● Instruction
Can you carry on the passage below about Ted Turner and CNN, picking up right after its final sentence?

● Extract

So far, Turner has concentrated on the business side of CNN, leaving news decisions largely to professional journalists. But some reporters' hackles were raised in mid-May when, after a power struggle,

Turner accepted the resignation of CNN'S first president, Reese Schonfeld, who has spent an estimable career developing alternatives to network news. One cause of the dispute was Schonfeld's decison to fire Interviewer Sandi Freeman, CNN'S most popular performer, who, Schonfeld said, was not a journalist. As soon as Schonfeld resigned, Turner started negotiating to get Freeman back. Turner kept Schonfeld on as a consultant and corporate board member, however, and as replacements he named a committee of key Schonfeld aides: Ed Turner (no relation), Burt Reinhardt and Robert Wussler, a tough-minded former president of CBS-TV. Wussler contends that Ted Turner will continue to stand apart from CNN's day-to-day journalistic operations. Explains Wussler: "He does not have time for it, and he knows that is where he would be most vulnerable to his detractors."

● Excerpted records
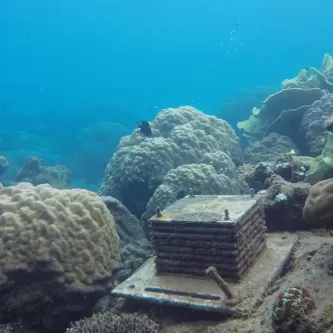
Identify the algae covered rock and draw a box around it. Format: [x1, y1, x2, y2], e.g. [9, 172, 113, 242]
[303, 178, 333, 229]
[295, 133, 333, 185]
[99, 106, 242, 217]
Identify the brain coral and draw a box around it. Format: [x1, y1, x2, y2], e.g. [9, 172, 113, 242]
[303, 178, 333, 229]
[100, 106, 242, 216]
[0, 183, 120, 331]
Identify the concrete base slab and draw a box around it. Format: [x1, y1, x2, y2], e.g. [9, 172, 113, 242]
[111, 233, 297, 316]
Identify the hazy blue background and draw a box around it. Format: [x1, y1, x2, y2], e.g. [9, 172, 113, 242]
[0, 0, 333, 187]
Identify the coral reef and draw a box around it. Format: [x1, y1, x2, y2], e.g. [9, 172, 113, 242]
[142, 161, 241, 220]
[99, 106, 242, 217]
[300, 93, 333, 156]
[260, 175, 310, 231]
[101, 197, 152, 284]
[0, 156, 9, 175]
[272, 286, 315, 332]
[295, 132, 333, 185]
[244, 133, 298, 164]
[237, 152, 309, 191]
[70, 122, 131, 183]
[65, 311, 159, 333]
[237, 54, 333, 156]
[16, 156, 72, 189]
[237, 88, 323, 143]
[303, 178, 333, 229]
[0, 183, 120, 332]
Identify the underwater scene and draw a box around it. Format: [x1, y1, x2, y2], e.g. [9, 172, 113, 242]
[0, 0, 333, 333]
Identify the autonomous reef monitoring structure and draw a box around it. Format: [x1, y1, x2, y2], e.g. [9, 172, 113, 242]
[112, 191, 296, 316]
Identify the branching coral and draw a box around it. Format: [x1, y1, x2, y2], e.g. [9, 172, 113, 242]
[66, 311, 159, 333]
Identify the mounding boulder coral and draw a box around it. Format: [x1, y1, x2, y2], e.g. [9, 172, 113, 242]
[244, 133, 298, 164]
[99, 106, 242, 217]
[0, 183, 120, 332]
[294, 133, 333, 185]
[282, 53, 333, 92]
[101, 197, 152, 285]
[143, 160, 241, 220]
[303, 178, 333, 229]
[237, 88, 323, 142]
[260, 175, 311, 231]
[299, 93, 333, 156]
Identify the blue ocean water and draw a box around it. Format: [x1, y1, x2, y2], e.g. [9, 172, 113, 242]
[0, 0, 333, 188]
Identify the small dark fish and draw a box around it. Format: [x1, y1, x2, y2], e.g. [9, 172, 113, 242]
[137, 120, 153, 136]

==

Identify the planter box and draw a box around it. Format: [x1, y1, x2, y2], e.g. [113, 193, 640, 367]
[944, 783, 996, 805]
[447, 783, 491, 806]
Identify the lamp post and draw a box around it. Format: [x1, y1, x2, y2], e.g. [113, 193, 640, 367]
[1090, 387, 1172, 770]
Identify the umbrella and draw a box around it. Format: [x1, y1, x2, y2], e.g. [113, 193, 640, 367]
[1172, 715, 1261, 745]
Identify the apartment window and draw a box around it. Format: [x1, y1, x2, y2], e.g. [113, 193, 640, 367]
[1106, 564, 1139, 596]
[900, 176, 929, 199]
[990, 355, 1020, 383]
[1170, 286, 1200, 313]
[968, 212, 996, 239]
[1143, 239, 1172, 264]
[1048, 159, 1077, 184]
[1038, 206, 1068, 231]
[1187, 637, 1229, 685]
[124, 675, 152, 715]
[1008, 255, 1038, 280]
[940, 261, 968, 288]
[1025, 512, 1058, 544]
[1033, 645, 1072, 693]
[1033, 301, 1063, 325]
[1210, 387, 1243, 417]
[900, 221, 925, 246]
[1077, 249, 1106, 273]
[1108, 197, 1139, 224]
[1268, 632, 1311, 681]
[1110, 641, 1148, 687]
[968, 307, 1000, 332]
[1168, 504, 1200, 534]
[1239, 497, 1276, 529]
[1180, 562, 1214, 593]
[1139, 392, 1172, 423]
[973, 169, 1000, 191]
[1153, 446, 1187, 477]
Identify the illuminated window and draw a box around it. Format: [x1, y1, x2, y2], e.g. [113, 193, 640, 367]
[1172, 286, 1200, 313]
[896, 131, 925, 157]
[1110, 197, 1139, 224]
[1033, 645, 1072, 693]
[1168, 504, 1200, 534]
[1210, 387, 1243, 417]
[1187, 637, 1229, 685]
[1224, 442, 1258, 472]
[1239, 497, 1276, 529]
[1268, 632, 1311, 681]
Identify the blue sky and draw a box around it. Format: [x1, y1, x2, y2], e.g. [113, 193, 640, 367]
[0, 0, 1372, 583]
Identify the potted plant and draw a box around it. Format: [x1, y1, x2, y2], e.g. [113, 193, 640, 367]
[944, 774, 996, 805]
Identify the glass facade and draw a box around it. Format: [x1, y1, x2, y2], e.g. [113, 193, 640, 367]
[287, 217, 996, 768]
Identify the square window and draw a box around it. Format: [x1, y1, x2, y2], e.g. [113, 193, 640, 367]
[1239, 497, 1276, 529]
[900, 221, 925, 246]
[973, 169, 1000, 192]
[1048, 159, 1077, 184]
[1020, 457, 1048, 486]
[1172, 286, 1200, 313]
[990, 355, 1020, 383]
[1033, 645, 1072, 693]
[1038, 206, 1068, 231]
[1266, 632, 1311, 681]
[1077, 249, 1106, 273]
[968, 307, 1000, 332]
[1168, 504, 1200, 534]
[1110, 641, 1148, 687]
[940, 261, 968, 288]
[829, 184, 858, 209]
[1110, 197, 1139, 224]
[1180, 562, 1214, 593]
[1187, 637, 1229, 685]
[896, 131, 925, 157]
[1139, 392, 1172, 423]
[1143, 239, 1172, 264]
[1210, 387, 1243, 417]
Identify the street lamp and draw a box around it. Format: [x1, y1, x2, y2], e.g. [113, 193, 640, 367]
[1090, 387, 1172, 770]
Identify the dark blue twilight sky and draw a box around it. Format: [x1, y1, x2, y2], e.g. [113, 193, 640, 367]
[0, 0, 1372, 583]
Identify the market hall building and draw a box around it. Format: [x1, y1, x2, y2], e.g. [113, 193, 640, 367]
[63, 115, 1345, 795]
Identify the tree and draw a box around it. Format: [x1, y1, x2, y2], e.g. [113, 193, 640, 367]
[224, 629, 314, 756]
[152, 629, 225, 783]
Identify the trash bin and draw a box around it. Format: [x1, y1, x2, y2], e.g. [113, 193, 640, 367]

* * *

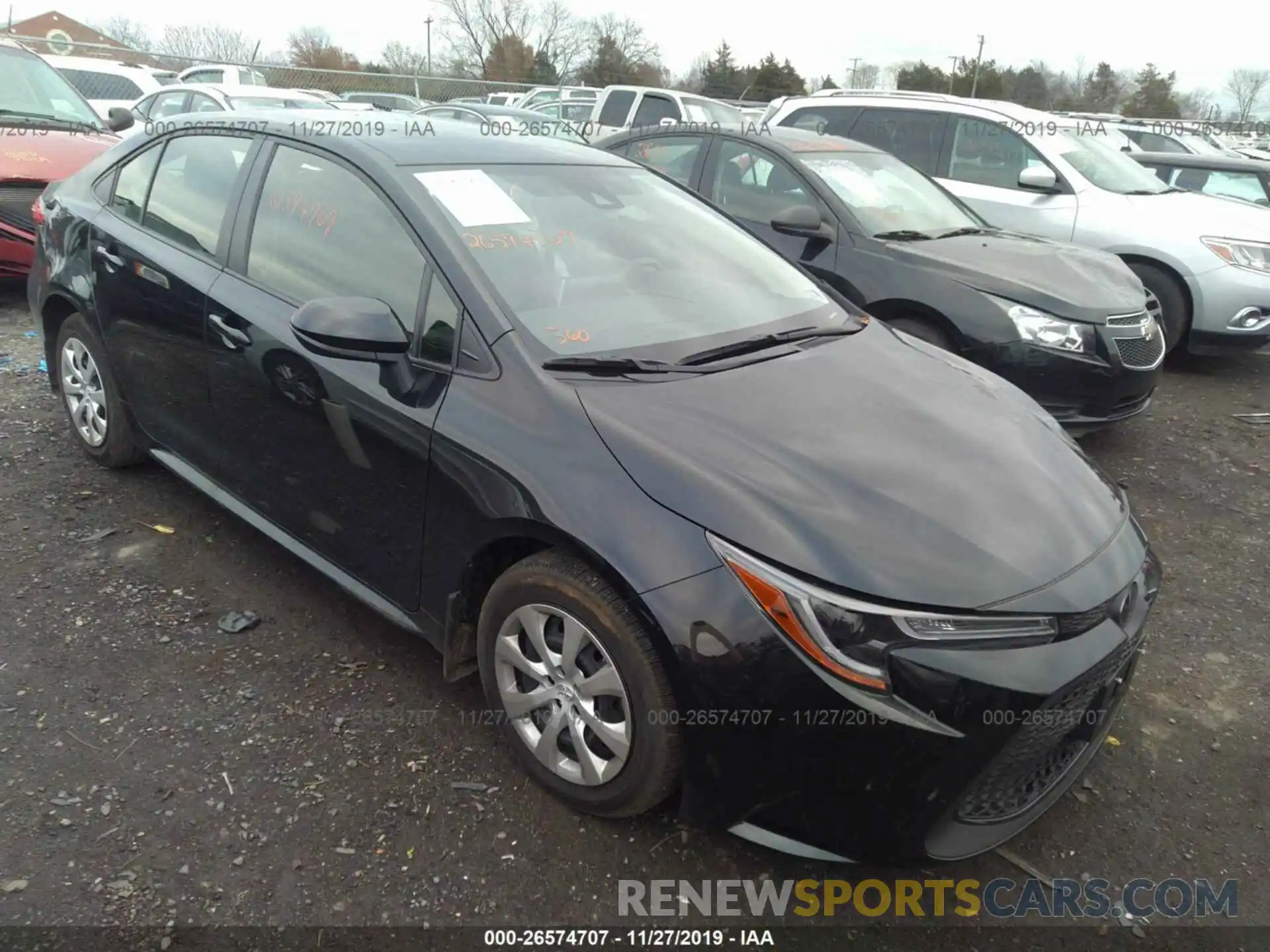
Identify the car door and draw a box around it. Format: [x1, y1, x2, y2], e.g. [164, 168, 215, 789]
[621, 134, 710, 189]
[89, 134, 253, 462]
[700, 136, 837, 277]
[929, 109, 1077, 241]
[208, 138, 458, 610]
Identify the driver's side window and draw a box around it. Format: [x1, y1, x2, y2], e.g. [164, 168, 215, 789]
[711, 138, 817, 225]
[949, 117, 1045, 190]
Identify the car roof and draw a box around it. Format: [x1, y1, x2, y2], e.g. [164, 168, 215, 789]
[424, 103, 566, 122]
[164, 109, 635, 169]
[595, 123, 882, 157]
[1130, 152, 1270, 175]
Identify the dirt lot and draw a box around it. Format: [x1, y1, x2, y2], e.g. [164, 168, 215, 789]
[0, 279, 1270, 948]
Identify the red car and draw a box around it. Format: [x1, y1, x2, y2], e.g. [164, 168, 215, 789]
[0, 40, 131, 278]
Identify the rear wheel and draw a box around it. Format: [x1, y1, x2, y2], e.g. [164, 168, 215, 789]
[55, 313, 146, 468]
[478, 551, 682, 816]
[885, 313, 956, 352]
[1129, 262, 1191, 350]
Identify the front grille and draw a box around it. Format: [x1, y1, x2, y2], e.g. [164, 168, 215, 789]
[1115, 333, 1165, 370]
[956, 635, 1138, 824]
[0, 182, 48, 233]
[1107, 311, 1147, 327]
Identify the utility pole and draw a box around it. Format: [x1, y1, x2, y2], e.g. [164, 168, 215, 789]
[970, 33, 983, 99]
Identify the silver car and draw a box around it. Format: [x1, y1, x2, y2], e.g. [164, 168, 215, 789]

● Output
Turner appeared to contradict that hands-off policy in late May when he recorded his first CNN editorial, opposing violence in movies, and had it shown eleven times (plus ten airings on the Superstation). He attacked The Deer Hunter, a Viet Nam War drama, The Warriors, a fictional portrayal of New York City youth gangs, and especially Taxi Driver, the film that allegedly inspired John Hinckley's attempted assassination of President Reagan. Said Turner: "The people responsible for this movie should be just as much on trial as John Hinckley himself ... Write your Congressman and your Senator right away, and tell him that you want something done." Despite the fervor of that Citizen Kane outburst, which renewed speculation that Turner aspires to political office, Turner did not prevent CNN Commentator Daniel Schorr from contradicting him in an on-air reply. Schorr echoed Turner's concerns but opposed congressional action that might conflict with First Amendment guarantees against censorship. There has been no similar on-air performance by Turner since.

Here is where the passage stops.